◆ **What the task requires**
Omit the images. Copy each entry word for word.

(Stored data entries)
• • •

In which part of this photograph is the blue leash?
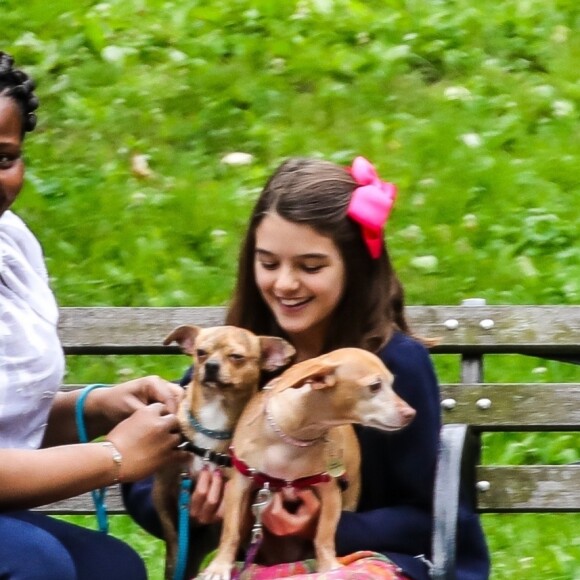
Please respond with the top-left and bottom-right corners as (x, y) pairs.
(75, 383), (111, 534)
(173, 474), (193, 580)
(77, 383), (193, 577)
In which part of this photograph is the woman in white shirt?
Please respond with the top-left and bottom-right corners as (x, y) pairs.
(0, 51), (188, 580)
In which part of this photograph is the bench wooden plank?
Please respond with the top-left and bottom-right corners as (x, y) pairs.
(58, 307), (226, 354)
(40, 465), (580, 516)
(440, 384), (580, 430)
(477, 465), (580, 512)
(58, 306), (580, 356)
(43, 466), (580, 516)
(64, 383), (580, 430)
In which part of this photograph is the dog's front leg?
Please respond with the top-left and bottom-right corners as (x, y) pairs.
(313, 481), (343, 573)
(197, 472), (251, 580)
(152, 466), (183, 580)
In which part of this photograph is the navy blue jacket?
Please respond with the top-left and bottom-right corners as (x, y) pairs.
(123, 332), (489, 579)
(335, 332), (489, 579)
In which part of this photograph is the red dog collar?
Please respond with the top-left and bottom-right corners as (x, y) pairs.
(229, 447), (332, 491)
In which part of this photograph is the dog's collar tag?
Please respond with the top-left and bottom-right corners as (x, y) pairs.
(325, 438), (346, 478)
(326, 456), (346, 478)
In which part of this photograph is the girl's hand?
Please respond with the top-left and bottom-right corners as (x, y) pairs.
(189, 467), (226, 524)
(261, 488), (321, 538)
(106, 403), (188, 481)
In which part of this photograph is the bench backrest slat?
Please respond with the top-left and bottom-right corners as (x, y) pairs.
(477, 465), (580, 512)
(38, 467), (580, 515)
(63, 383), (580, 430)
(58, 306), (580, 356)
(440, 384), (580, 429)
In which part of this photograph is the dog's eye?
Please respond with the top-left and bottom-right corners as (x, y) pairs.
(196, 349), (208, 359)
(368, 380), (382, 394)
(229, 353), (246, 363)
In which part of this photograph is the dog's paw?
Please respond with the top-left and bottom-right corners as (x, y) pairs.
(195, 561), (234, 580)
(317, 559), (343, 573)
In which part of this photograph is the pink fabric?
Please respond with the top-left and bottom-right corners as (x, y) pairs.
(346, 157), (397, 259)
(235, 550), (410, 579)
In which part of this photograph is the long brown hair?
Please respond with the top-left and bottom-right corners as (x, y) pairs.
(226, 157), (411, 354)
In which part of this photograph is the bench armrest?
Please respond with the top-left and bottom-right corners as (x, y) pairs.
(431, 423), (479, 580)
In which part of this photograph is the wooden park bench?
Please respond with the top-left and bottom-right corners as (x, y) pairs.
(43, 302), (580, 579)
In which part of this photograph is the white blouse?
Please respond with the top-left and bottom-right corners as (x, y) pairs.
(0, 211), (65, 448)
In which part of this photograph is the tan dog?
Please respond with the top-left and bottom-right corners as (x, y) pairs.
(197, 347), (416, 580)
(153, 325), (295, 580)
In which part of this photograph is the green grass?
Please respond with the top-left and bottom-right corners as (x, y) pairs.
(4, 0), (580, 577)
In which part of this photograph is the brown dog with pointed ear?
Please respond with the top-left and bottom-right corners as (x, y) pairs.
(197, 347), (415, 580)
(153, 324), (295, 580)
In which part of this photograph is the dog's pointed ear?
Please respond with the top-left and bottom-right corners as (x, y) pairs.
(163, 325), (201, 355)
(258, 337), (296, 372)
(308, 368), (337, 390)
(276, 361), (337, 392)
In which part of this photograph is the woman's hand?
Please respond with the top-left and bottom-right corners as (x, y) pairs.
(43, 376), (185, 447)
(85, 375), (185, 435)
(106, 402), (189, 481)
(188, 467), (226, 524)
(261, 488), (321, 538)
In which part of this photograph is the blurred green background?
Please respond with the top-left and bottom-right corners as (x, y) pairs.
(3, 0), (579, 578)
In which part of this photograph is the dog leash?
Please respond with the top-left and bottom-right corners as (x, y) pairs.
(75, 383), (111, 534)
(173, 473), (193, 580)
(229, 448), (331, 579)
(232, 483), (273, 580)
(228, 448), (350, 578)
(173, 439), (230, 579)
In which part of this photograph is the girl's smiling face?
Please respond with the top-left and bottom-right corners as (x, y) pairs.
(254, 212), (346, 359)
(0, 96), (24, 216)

• • •

◆ **Result**
In which part of this photograph is the blue leash?
Please respond with the top-left and bottom-right corners as (x, y) pairs.
(75, 383), (111, 534)
(173, 474), (193, 580)
(77, 383), (193, 577)
In which part of this photograph is the woman in white shirt?
Please respond with the top-left and bottom-right corners as (x, y) pairs.
(0, 51), (188, 580)
In which part of this photograph is the bench wooden plank?
Please respond with the top-left and bottom-right corners as (x, y) pairs.
(58, 307), (226, 354)
(40, 465), (580, 516)
(440, 384), (580, 430)
(477, 465), (580, 512)
(58, 306), (580, 356)
(43, 466), (580, 516)
(64, 383), (580, 430)
In which part of this photograph is the dog's front leg?
Please respond with the top-left and bottom-right corners as (x, y) pairs.
(313, 481), (343, 573)
(197, 472), (251, 580)
(152, 466), (183, 580)
In which part of this photograph is the navy blue jacket?
Please respond with the top-left and bottom-right corners as (x, y) pairs.
(123, 332), (489, 579)
(335, 332), (489, 579)
In which part of this photograph is the red dog collar?
Please respond with the top-left and bottom-right corners as (x, y) pairs.
(229, 447), (332, 491)
In which part of this photograph is the dog's collar tag?
Please respond with the top-left and bottom-right corners as (x, y) pairs.
(325, 438), (346, 478)
(326, 456), (346, 478)
In which part of this photograph is the girl's hand?
Please respond with the top-left and bottom-right corners as (x, y) pairs.
(189, 467), (226, 524)
(261, 488), (321, 538)
(106, 403), (188, 481)
In which part of this photograph is the bench backrest slat?
Please respond with the top-left and bottom-right corners as (x, y) pairs.
(477, 465), (580, 512)
(38, 467), (580, 515)
(63, 383), (580, 430)
(58, 306), (580, 356)
(440, 384), (580, 429)
In which part of this photograph is the dog's eye?
Please respond with the top-left and bottom-right corners as (x, y) pairs.
(196, 349), (208, 359)
(368, 380), (382, 394)
(229, 353), (246, 363)
In which part of this photograph is the dog's paw?
Please respond with the top-left and bottom-right corners as (x, y) pairs.
(195, 561), (234, 580)
(317, 559), (343, 573)
In which part of this photograph is the pink fabric?
Please respond with the top-left and bottom-right corners as (x, y) pairs.
(346, 157), (397, 259)
(235, 550), (410, 579)
In which part of this photograph is the long brown hair?
Please respond with the top-left and bottom-right corners as (x, y) pairs.
(226, 157), (411, 354)
In which part of this photograph is the bench armrest?
Please respond with the top-left and bottom-right corners as (x, y) pairs.
(431, 423), (479, 580)
In which part of this photograph is the wooden park bench?
Please respond with the top-left and bottom-right corners as (x, y) pairs.
(43, 302), (580, 579)
In which part of this photograph is the white blouse?
Please respond with the top-left and bottom-right corners as (x, y) pairs.
(0, 211), (65, 448)
In which part of this photograph is the tan dog?
Please respond with the top-left and bottom-right corners as (x, y) pairs.
(197, 347), (416, 580)
(153, 325), (295, 580)
In which part of this photograph is the green grass?
Please respond with the top-left and bottom-right corners as (x, y) pairs.
(4, 0), (580, 577)
In which part of this photograph is the brown dog with pointed ear?
Please respond with the top-left and bottom-right corners as (x, y) pairs.
(197, 347), (415, 580)
(153, 324), (295, 580)
In which part of this photograph is the dog's pointed ear?
Please respond with the top-left and bottom-right corners as (x, y) pairs.
(163, 325), (201, 355)
(258, 337), (296, 372)
(308, 368), (337, 390)
(276, 361), (337, 392)
In which part of this photograph is the woman's hand?
Please respond with the top-left and bottom-right corners as (x, y) pairs.
(43, 376), (185, 447)
(85, 375), (185, 435)
(106, 402), (189, 481)
(188, 467), (226, 524)
(261, 488), (321, 538)
In which part of this photograph is the blurred green background?
Please respond with the top-left and bottom-right corners as (x, y) pairs.
(3, 0), (579, 578)
In which part of this photograph is the dog leash?
Please respond with the top-left and bottom-right corners as (x, y) pairs.
(75, 383), (111, 534)
(173, 473), (193, 580)
(229, 448), (331, 579)
(232, 483), (273, 580)
(228, 448), (350, 578)
(173, 439), (230, 579)
In which part of this photograph is the girl's smiling face?
Please respond with the top-left and bottom-right corners as (x, y) pairs.
(254, 212), (346, 359)
(0, 96), (24, 216)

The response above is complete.